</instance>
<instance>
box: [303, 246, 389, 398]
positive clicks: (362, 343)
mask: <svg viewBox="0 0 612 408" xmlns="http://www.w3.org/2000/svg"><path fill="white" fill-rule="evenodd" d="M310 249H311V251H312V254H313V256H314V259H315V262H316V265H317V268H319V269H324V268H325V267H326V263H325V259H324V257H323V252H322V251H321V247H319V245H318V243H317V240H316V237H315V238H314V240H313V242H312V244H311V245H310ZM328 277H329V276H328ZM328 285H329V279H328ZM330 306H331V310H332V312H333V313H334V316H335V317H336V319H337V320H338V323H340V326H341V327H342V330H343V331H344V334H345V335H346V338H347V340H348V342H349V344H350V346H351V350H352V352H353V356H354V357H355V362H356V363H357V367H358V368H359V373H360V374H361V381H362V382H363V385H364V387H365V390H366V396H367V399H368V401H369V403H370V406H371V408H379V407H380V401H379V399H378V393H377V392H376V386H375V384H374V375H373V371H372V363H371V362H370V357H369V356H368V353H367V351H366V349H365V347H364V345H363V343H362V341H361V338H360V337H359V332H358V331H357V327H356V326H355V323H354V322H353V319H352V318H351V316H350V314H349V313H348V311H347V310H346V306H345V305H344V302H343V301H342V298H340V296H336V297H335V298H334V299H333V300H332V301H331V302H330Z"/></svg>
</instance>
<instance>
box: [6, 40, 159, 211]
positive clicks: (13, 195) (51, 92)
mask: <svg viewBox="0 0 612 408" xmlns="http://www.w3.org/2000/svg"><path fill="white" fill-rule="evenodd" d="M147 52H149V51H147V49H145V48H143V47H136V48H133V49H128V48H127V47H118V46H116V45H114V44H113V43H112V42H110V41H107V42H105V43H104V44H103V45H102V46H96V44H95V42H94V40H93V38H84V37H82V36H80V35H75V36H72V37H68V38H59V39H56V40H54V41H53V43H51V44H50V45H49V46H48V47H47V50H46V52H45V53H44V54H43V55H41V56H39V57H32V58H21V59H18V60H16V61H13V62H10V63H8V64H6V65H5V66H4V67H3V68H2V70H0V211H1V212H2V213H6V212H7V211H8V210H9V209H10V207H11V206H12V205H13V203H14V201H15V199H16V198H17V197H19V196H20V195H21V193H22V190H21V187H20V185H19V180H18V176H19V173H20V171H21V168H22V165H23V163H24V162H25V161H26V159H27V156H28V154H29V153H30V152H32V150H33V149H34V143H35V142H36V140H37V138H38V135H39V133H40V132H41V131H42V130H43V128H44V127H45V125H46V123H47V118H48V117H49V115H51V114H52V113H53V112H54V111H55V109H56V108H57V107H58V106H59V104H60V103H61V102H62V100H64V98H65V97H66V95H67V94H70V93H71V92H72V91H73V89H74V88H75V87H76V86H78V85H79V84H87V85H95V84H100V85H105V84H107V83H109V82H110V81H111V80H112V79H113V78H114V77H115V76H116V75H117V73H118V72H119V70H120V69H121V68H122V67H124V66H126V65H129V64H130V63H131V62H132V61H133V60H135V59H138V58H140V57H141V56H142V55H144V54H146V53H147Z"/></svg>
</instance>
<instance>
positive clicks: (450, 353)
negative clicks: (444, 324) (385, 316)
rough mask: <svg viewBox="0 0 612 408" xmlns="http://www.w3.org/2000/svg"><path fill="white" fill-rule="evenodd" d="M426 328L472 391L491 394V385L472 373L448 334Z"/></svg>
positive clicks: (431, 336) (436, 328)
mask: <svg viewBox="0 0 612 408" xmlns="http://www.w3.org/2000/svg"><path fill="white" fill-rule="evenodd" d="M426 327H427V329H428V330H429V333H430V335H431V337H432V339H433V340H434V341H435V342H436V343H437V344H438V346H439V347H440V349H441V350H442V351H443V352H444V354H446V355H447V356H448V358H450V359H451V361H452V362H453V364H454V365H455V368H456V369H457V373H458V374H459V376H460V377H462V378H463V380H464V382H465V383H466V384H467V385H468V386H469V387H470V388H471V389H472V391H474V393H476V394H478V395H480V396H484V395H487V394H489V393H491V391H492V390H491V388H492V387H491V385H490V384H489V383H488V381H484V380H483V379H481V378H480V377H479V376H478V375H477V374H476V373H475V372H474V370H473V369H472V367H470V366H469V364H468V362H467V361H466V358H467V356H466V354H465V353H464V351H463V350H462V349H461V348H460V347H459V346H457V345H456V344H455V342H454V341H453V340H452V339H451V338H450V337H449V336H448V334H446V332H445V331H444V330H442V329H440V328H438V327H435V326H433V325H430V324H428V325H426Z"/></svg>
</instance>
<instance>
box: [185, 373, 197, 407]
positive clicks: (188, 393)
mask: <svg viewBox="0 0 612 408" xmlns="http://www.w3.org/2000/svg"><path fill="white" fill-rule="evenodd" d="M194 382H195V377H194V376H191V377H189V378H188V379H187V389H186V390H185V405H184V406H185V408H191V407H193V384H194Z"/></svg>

================

EXERCISE —
Every record above has to appear again, word for word.

ANSWER TO THIS PROBLEM —
</instance>
<instance>
box: [303, 246, 389, 398]
positive clicks: (362, 343)
mask: <svg viewBox="0 0 612 408" xmlns="http://www.w3.org/2000/svg"><path fill="white" fill-rule="evenodd" d="M310 249H311V251H312V254H313V256H314V259H315V262H316V265H317V268H319V269H324V268H325V267H326V263H325V259H324V257H323V252H322V251H321V247H319V245H318V243H317V240H316V237H315V238H314V240H313V242H312V244H311V245H310ZM328 277H329V276H328ZM328 285H329V279H328ZM330 306H331V310H332V312H333V313H334V316H335V317H336V319H337V320H338V323H340V326H341V327H342V330H343V331H344V334H345V335H346V338H347V340H348V342H349V344H350V346H351V350H352V352H353V356H354V357H355V362H356V363H357V367H358V368H359V373H360V374H361V381H362V382H363V385H364V387H365V390H366V396H367V399H368V401H369V403H370V406H371V408H379V407H380V401H379V399H378V393H377V392H376V386H375V384H374V375H373V371H372V363H371V362H370V357H369V356H368V353H367V351H366V349H365V347H364V345H363V343H362V341H361V338H360V337H359V332H358V331H357V327H356V326H355V323H354V322H353V319H352V318H351V316H350V314H349V313H348V311H347V310H346V306H345V305H344V302H343V301H342V298H340V296H336V297H335V298H334V299H333V300H332V301H331V302H330Z"/></svg>
</instance>
<instance>
box: [6, 40, 159, 211]
positive clicks: (13, 195) (51, 92)
mask: <svg viewBox="0 0 612 408" xmlns="http://www.w3.org/2000/svg"><path fill="white" fill-rule="evenodd" d="M147 52H149V51H147V49H145V48H143V47H136V48H133V49H128V48H127V47H118V46H116V45H114V44H113V43H112V42H110V41H107V42H105V43H104V44H103V45H102V46H96V44H95V42H94V40H93V38H84V37H82V36H80V35H75V36H72V37H68V38H59V39H56V40H54V41H53V43H51V44H50V45H49V46H48V47H47V50H46V52H45V53H44V54H43V55H41V56H39V57H32V58H21V59H18V60H16V61H13V62H10V63H8V64H6V65H5V66H4V67H3V68H2V70H0V211H1V212H2V213H6V212H7V211H8V210H9V209H10V207H11V206H12V205H13V203H14V201H15V199H16V198H17V197H19V196H20V195H21V193H22V190H21V187H20V185H19V180H18V176H19V173H20V171H21V168H22V165H23V163H24V162H25V161H26V159H27V156H28V154H29V153H30V152H32V150H33V149H34V143H35V142H36V140H37V138H38V135H39V133H40V132H41V131H42V130H43V128H44V127H45V125H46V123H47V118H48V117H49V115H51V114H52V113H53V112H54V111H55V109H56V108H57V107H58V106H59V104H60V103H61V102H62V100H64V98H65V97H66V95H67V94H70V93H71V92H72V91H73V89H74V88H75V87H76V86H78V85H79V84H87V85H95V84H100V85H105V84H107V83H109V82H110V81H111V80H112V79H113V78H114V77H115V76H116V75H117V73H118V72H119V70H120V69H121V68H122V67H124V66H126V65H129V64H130V63H131V62H132V61H133V60H135V59H138V58H140V57H141V56H142V55H144V54H146V53H147Z"/></svg>
</instance>
<instance>
positive clicks: (450, 353)
negative clicks: (444, 324) (385, 316)
rough mask: <svg viewBox="0 0 612 408" xmlns="http://www.w3.org/2000/svg"><path fill="white" fill-rule="evenodd" d="M426 328L472 391L491 394V385L472 373L448 334Z"/></svg>
positive clicks: (431, 336) (436, 328)
mask: <svg viewBox="0 0 612 408" xmlns="http://www.w3.org/2000/svg"><path fill="white" fill-rule="evenodd" d="M426 327H427V329H428V330H429V333H430V335H431V337H432V339H433V340H434V341H435V342H436V343H437V344H438V346H439V347H440V349H441V350H442V351H443V352H444V354H446V355H447V356H448V358H450V359H451V361H452V362H453V364H454V365H455V368H456V369H457V373H458V374H459V376H460V377H462V378H463V380H464V382H465V383H466V384H467V385H468V386H469V387H470V388H471V389H472V391H474V393H476V394H478V395H480V396H484V395H487V394H489V393H491V391H492V390H491V388H492V387H491V385H490V384H489V383H488V381H484V380H483V379H481V378H480V377H479V376H478V375H477V374H476V373H475V372H474V370H473V369H472V367H470V366H469V364H468V362H467V361H466V358H467V356H466V354H465V353H464V351H463V350H462V349H461V348H460V347H459V346H457V345H456V344H455V342H454V341H453V340H452V339H451V338H450V337H449V336H448V334H446V332H445V331H444V330H442V329H440V328H438V327H435V326H433V325H430V324H428V325H426Z"/></svg>
</instance>
<instance>
box: [185, 373, 197, 407]
positive clicks: (188, 393)
mask: <svg viewBox="0 0 612 408" xmlns="http://www.w3.org/2000/svg"><path fill="white" fill-rule="evenodd" d="M194 382H195V377H194V376H191V377H189V378H188V379H187V389H186V390H185V405H184V406H185V408H191V407H193V384H194Z"/></svg>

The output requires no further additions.